• **Problems to work on**
A. In the message on standby abuse, what kind of standby database does the quoted Metalink note recommend to guard against potential data corruption?
B. Carry on writing the email about standby abuse, picking up right after its final sentence.

• **Excerpted passage**
----------------

Re: Standby abuse

  • From: "Niall Litchfield" <niall.litchfield@xxxxxxxxx>
  • To: "Dominic Delmolino" <ddelmoli@xxxxxxx>
  • Date: Sat, 8 Nov 2008 20:31:36 +0000

On Fri, Nov 7, 2008 at 11:05 PM, Dominic Delmolino <ddelmoli@xxxxxxx> wrote:


> Excellent points, Niall.
>

Thanks .



> *****
> Oracle Apps are NOT certified to run against Logical Standby per Metalink:
>
>
>  From Note 
> 285267.1<https://metalink.oracle.com/metalink/plsql/showdoc?db=NOT&id=285267.1&blackframe=1>Oracle
>  E-Business Suite 11i and Database FAQ
>
> *1. Is Logical Standby supported with E-Business Suite 11i ? *No. Logical
> standby is not supported with E-Business Suite 11i.
> The interoperability notes do not cover how to upgrade a logical Oracle
> Applications database and data corruption in a logical database is covered
> in these notes.
> It is recommended to use a "physical standby database" to guard against
> potential data corruption.
> Some datatypes utilized by Ebusiness Suite are not supported with logical
> Standby database,
> and NOLOGGING tables are used e-Bus in some places as well.
>
>

I rather thought that was the case, it seems to me that any solution that is
not vendor supported (I misused certified earlier I think) is somewhat
problematic to consider as a DR solution for a critical business app. I also
didn't mention, but probably should have that logical's "new" status rather
mitigates against it as a DR solution for me. I really want my DR to be
bullet proof. Logical may get there, but I'm not convinced yet.

----------------

• **Source excerpt**
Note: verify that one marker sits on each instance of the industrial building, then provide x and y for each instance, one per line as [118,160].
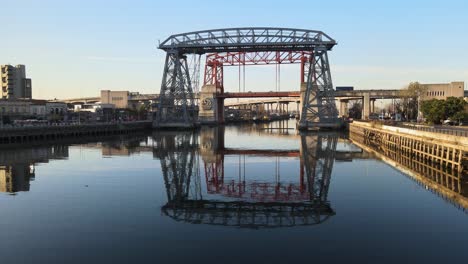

----------------

• **Answers per task**
A. A physical standby database.

B.
> *****
> For the lack of primary keys and unique indexes, Logical DG handles them as
> long as their are steps taken to uniquely identify the row:
>

I rather thought that might be the case - I've been fighting a downstream
capture streams replication for a client, which is another sql apply based
technology -  The docs for that say emphasis mine


>  Substitute Key Columns
>
> If possible, each table for which changes are applied by an apply process
> should have a primary key. When a primary key is not possible, Oracle *
> recommends* that each table have a set of columns that can be used as a
> unique identifier for each row of the table. If the tables that you plan to
> use in your Streams environment do not have a primary key or a set of unique
> columns, then *consider* altering these tables accordingly.
>
> <snip>
>
>  In the absence of substitute key columns, primary key constraints, and
> unique key constraints, an apply process uses all of the columns in the
> table as the key columns, excluding LOB, LONG, and LONG RAW columns. In
> this case, you must create an unconditional supplemental log group
> containing these columns at the source database. *Using substitute key
> columns is preferable* when there is no primary key constraint for a table
> because fewer columns are needed in the row LCR.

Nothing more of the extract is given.